• _Gekozen fragment_:
..........

HR 30 januari 2015, ECLI:NL:HR:2015:179 en ECLI:NL:HR:2015:186

Art. 3:58 lid 1 BWC (dat gelijkluidend is aan art. 3:58 lid 1 BW) kan overeenkomstig worden toegepast op de erkenning van kinderen, nu de aard van die rechtshandeling en de aard van de rechtsbetrekking tussen de man die het kind erkent, en het kind zich daartegen in beginsel niet verzetten. Dit is anders in de gevallen waarin bekrachtiging van een nietige erkenning in strijd zou komen met het belang van het kind.

In deze beide zaken heeft de Hoge Raad vrijwel identieke uitspraken gewezen naar aanleiding van cassatieberoepen van de Staat tegen vrijwel identieke beschikkingen van het Gemeenschappelijk Hof van Justitie van Aruba, Curaçao, Sint Maarten en van Bonaire, Sint Eustatius en Saba van 13 augustus 2013.

In beide zaken, ingeleid met verzoeken tot vaststelling van het Nederlanderschap op de voet van art. 17 van de Rijkswet op het Nederlanderschap, draaide het om de vraag of inmiddels volwassen personen door erkenning door een Nederlandse man in het verleden, het Nederlanderschap hadden verkregen.

In beide zaken had de erkenning plaatsgevonden bij gelegenheid van tardieve aangifte van de geboorte van kinderen in de Dominicaanse Republiek; vast stond dat de mannen niet de biologische vader waren van de kinderen. In beide zaken was de Nederlandse man op de datum van aangifte en erkenning nog gehuwd met een andere vrouw dan de Dominicaanse moeder van de kinderen. In beide zaken is de man enige tijd later van echt gescheiden en op Curaçao gehuwd met de Dominicaanse moeder.

..........

• _Gegevens voor analyse_:
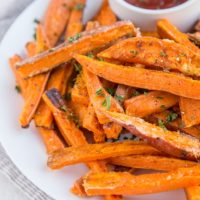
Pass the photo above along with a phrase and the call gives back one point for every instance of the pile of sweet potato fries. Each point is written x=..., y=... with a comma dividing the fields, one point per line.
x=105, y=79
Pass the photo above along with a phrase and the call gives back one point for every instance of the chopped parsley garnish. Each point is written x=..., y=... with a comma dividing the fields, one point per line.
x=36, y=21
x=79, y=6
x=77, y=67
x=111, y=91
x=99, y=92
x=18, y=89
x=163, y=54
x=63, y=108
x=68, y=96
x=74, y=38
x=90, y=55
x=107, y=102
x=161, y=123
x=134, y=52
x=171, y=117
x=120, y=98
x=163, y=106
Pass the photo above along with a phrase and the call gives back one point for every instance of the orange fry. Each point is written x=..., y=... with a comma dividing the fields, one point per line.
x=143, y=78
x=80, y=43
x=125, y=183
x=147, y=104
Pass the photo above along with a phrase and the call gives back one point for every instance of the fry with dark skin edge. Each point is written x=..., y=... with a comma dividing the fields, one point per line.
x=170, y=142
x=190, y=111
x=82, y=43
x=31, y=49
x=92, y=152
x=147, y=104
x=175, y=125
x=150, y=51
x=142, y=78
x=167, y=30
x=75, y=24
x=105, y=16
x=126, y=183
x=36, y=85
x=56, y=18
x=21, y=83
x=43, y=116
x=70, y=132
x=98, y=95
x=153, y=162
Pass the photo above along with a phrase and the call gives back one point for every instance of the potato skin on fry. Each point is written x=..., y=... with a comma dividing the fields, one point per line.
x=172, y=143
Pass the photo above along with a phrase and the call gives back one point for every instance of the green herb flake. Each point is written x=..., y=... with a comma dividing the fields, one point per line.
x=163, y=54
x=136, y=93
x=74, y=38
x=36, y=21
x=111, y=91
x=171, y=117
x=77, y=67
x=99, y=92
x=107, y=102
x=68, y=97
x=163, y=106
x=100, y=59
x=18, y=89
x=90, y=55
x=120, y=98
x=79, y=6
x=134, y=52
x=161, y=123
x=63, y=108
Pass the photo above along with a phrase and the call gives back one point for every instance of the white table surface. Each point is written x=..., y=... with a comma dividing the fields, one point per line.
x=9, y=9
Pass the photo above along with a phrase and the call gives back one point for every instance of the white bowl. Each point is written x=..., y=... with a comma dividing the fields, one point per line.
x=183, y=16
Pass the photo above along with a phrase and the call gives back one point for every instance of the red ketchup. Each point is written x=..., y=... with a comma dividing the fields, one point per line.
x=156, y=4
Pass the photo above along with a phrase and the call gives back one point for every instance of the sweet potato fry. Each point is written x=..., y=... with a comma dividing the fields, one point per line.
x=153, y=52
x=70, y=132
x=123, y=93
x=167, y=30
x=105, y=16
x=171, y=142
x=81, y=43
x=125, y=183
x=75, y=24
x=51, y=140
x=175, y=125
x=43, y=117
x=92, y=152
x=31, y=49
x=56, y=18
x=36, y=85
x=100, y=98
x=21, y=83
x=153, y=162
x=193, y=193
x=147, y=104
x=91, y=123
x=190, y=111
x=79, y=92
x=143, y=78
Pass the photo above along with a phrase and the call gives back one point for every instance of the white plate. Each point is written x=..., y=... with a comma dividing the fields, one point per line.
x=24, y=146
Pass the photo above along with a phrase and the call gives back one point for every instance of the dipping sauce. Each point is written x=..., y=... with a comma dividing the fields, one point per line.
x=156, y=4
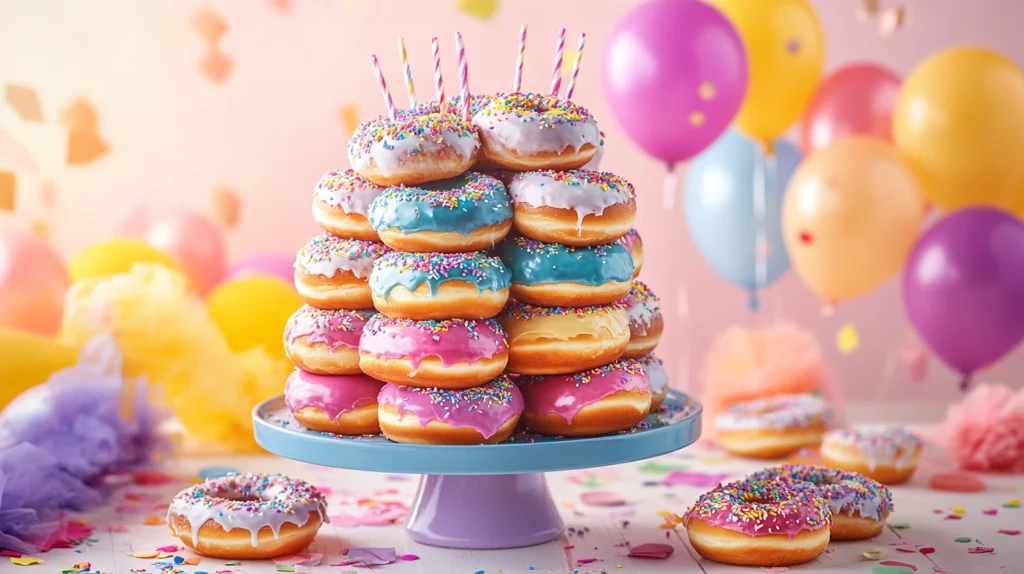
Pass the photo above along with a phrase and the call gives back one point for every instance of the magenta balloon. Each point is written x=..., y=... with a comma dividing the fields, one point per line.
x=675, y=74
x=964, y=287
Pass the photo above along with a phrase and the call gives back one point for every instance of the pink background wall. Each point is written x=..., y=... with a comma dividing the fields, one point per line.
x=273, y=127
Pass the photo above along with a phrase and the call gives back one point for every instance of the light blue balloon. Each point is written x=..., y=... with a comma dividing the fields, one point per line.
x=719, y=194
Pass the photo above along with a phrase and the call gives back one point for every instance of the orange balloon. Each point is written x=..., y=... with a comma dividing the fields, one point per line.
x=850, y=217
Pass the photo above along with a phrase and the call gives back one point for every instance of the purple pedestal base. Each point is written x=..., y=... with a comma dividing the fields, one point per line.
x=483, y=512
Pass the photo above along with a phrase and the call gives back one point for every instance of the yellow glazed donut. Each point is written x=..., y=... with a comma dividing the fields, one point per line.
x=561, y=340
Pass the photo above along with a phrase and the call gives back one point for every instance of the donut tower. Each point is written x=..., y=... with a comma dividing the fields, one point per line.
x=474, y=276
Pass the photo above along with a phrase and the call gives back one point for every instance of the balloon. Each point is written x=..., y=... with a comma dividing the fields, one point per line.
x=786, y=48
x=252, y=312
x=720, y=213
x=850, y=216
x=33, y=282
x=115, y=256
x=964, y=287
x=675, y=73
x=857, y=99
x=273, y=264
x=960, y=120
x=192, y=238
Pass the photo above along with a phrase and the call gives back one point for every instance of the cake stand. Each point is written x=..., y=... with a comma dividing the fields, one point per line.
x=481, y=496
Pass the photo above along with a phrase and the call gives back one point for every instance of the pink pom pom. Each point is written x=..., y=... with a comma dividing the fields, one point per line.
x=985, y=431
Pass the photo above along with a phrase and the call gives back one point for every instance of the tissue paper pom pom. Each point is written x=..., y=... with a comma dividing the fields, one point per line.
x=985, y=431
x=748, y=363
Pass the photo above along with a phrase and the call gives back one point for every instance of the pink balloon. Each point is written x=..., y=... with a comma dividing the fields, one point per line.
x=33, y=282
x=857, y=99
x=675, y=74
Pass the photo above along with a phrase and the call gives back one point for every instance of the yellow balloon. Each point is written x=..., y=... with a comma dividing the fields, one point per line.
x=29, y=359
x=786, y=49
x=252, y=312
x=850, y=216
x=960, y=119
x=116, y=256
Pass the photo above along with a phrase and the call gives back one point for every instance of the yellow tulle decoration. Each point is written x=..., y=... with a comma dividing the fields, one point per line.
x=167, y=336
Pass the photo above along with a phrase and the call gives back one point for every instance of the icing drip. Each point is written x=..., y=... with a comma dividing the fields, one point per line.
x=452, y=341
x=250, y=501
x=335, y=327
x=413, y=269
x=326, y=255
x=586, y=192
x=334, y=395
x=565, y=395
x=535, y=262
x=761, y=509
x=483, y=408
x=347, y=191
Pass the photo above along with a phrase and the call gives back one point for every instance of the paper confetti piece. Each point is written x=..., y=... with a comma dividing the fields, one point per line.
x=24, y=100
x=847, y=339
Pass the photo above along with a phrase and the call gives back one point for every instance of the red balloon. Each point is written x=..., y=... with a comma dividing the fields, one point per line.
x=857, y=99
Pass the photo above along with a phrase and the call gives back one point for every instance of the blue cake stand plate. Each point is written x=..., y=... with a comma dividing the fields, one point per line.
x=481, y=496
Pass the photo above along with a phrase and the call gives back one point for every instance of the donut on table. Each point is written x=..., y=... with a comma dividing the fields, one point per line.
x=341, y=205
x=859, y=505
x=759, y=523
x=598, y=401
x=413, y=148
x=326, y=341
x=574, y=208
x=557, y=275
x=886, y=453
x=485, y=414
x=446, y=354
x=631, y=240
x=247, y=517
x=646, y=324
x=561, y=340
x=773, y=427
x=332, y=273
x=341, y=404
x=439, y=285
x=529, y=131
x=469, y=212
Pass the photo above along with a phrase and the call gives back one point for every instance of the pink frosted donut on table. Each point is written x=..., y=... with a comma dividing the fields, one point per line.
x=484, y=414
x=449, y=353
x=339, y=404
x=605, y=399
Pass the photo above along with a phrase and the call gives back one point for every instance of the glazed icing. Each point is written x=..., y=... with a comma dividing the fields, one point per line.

..........

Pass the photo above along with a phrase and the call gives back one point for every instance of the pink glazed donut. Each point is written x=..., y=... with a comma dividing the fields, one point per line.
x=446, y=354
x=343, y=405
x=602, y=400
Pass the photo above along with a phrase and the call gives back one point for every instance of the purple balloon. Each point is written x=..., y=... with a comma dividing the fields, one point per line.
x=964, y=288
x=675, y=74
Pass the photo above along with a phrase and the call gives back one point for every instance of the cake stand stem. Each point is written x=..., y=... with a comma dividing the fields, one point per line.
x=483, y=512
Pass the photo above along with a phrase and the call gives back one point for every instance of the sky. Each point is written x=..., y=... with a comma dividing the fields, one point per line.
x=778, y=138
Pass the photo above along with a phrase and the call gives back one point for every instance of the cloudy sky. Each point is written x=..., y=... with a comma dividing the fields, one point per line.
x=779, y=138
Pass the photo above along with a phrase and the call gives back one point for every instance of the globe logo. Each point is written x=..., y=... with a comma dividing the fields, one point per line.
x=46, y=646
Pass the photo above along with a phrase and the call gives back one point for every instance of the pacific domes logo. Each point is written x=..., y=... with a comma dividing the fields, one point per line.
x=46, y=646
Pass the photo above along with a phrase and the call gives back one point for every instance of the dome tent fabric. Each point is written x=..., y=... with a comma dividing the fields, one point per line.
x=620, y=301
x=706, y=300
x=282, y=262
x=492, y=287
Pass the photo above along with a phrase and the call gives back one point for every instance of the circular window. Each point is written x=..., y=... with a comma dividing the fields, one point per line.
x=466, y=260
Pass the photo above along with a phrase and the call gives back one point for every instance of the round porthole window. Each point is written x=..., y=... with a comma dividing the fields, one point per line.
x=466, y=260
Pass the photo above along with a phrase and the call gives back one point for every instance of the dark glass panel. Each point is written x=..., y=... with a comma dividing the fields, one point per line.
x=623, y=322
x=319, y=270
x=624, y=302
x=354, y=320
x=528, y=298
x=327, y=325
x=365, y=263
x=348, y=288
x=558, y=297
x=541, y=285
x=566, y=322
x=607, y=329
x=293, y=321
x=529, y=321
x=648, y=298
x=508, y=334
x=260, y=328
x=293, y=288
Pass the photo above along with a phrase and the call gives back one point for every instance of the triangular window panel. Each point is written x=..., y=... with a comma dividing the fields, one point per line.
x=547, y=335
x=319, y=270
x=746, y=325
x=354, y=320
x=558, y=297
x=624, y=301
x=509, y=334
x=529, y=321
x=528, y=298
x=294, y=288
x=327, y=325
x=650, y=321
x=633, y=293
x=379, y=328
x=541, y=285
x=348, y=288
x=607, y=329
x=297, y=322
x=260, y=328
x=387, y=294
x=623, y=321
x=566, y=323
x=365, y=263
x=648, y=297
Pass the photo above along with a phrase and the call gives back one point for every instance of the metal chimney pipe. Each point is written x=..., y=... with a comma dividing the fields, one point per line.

..........

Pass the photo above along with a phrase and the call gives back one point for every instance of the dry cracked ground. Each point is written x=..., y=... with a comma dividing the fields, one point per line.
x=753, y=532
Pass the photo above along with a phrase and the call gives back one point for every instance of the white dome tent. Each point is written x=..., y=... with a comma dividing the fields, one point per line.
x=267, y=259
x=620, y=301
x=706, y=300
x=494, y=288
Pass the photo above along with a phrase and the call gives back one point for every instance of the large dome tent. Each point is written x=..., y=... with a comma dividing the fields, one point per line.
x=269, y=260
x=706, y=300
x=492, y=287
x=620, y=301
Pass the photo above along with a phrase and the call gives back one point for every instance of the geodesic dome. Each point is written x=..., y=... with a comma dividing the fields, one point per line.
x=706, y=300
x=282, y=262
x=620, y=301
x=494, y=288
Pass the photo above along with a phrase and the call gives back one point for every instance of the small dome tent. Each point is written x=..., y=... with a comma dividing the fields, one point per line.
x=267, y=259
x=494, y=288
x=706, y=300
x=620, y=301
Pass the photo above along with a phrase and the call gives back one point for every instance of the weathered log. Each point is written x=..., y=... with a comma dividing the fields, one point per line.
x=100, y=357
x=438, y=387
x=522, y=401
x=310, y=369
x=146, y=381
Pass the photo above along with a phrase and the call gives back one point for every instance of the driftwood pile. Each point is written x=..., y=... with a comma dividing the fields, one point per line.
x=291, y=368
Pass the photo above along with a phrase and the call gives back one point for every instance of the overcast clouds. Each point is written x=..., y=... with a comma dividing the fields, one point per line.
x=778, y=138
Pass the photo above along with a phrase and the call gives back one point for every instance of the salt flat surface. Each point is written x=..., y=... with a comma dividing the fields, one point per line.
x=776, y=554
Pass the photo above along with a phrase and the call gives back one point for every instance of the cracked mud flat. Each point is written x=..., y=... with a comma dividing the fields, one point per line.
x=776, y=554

..........

Beantwoord deze vragen over het gekozen fragment:
(a) Op welke datum zijn de beschikkingen van het Gemeenschappelijk Hof van Justitie gegeven?
(b) Op welk artikel van welke wet waren de verzoeken tot vaststelling van het Nederlanderschap gebaseerd?
(c) Waar is de man later getrouwd met de Dominicaanse moeder?
De lijst staat los van het gekozen fragment.

(a) Op 13 augustus 2013.
(b) Op art. 17 van de Rijkswet op het Nederlanderschap.
(c) Op Curaçao.